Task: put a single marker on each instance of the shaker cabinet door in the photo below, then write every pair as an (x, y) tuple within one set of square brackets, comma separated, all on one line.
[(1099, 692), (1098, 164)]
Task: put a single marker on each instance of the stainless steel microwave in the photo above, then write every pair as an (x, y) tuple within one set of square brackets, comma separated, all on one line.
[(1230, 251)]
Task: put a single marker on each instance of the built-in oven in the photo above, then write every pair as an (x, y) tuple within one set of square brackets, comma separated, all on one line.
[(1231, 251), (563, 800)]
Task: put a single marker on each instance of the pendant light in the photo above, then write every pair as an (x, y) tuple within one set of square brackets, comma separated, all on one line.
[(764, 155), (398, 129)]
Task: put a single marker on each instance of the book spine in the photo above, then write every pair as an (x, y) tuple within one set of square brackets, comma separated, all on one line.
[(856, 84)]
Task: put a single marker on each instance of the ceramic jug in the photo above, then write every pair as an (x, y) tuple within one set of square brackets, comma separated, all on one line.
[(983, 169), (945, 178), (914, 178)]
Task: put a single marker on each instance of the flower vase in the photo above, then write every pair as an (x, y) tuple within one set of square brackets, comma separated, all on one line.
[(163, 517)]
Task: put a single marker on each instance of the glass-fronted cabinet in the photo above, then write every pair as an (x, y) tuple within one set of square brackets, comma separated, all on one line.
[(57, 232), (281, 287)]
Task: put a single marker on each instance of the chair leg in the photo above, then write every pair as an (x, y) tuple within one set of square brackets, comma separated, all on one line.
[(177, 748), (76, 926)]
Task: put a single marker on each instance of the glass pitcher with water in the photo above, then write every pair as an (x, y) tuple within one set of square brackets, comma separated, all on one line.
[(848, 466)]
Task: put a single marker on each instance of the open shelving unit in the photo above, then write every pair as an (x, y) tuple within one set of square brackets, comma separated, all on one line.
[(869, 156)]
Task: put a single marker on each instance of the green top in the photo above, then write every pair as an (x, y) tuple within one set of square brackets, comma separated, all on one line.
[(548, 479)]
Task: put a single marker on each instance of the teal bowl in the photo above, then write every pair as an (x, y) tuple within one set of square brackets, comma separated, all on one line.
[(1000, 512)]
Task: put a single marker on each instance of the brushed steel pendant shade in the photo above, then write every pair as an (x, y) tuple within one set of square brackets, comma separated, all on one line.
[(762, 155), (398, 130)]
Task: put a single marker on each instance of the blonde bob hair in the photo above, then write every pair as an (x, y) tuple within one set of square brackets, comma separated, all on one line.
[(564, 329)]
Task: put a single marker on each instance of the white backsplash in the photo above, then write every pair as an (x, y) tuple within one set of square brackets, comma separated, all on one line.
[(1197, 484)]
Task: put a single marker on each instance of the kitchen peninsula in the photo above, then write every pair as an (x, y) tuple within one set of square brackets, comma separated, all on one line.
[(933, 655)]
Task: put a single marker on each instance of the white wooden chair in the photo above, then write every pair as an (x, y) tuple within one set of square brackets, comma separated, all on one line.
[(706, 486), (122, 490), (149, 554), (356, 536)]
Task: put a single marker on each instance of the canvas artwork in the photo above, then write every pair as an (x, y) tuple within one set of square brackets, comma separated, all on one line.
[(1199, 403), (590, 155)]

########

EXERCISE REQUIREMENTS
Word for word, repeat every record.

RESULT
Task: put a single marker on each instance of the shaker cabinet door in the photo below, then write every pair as an (x, y) tuple within one set of square brackets, comma separated, all on one line.
[(1099, 692), (1098, 164)]
Task: put a single marker on each instance of the stainless steel microwave in the photo above, then write every pair as an (x, y) tuple within one set of square brackets, comma separated, all on one line.
[(1230, 251)]
Task: put a single marker on each instance of the built-in oven in the photo above, then write every pair as an (x, y) tuple within one set of square brackets, comma separated, all on one line.
[(1231, 251), (563, 800)]
Task: put a single marker on each instance of the pendant light in the photo above, then write every pair as an (x, y) tuple within one set of square brackets, comma separated, all on one line.
[(764, 155), (398, 129)]
Task: put a single marker on each instance of the book spine in the photo above, then write every pair as an (x, y) tuple within one set of square brackets, comma separated, all on one line.
[(856, 84)]
Task: put a single marker on each instance of the ceramic jug in the photo above, then write every pair as an (x, y) tuple within one set of square brackets, comma separated, all on one line.
[(983, 169), (945, 178), (914, 178)]
Task: put a single marker on each instance of the flower vase in the photo above, then write every pair as an (x, y) tuple within one set of square brackets, comma separated, all on one line.
[(163, 517)]
Task: put a single marker on each instance of the glass-fronted cabinet in the photo above, then write every pair as an (x, y) tuple within one set of square brackets, comma separated, all on one line.
[(57, 232), (281, 287)]
Task: put a single marker on each instance of the chair leg in the photo above, then write every pair as an (x, y) tuple within one set of square brackets, comma separated, all on one line.
[(177, 748), (76, 926)]
Task: put a single marker on each instance of the glass pitcher with water in the photo above, then write every pair as an (x, y) tuple within one set of square brackets, comma separated, all on one line.
[(848, 466)]
Task: put a single marker on each instance of the open shelving unit in the photo above, then write every pair as an (x, y) tuple within one set of square brackets, comma separated, all on one line.
[(869, 156)]
Task: put a single marker on each instance of the green top in the photo above, then write every pair as an (x, y) tuple within one set of square brackets, comma separated, all on one line.
[(548, 479)]
Task: put a single marker on each instance of the teal bowl in the photo above, then write every pair as an (x, y) tuple within one set of square brackets, comma separated, all on one line.
[(1000, 512)]
Task: put a single marker on each instance of the brushed steel pendant shade in the photo above, then write every pair as an (x, y) tuple within one set of square brackets, comma separated, all on one line.
[(762, 155), (398, 130)]
Task: put a single marker on each instance of the blonde bob hair in the photo above, then write every pair as an (x, y) tuple within one set of square brackets, comma separated, all on one line.
[(564, 329)]
Task: put a single marker on each instance of the white backsplash in the photo above, then write every pair as an (x, y) tuple within one set of square brackets, comma separated, all on one line.
[(1197, 484)]
Task: put a single marker on each instance of the kitchen peninsula in the photo above, then write every pair as an (x, y) tuple within one set of square brackets, comma separated, all on one line.
[(933, 655)]
Task: put a single marker on each instance of the white wooden chair in the photo above, then write every pair as an (x, y) tuple within one set of square brackets, comma separated, all on one line.
[(706, 486), (122, 490), (149, 554), (356, 536)]
Task: put a single marker on each instance of the canvas artwork in the photo above, then write every pair as an (x, y) tuple within one set of square brackets, comma separated, all on one line.
[(1199, 403), (590, 155)]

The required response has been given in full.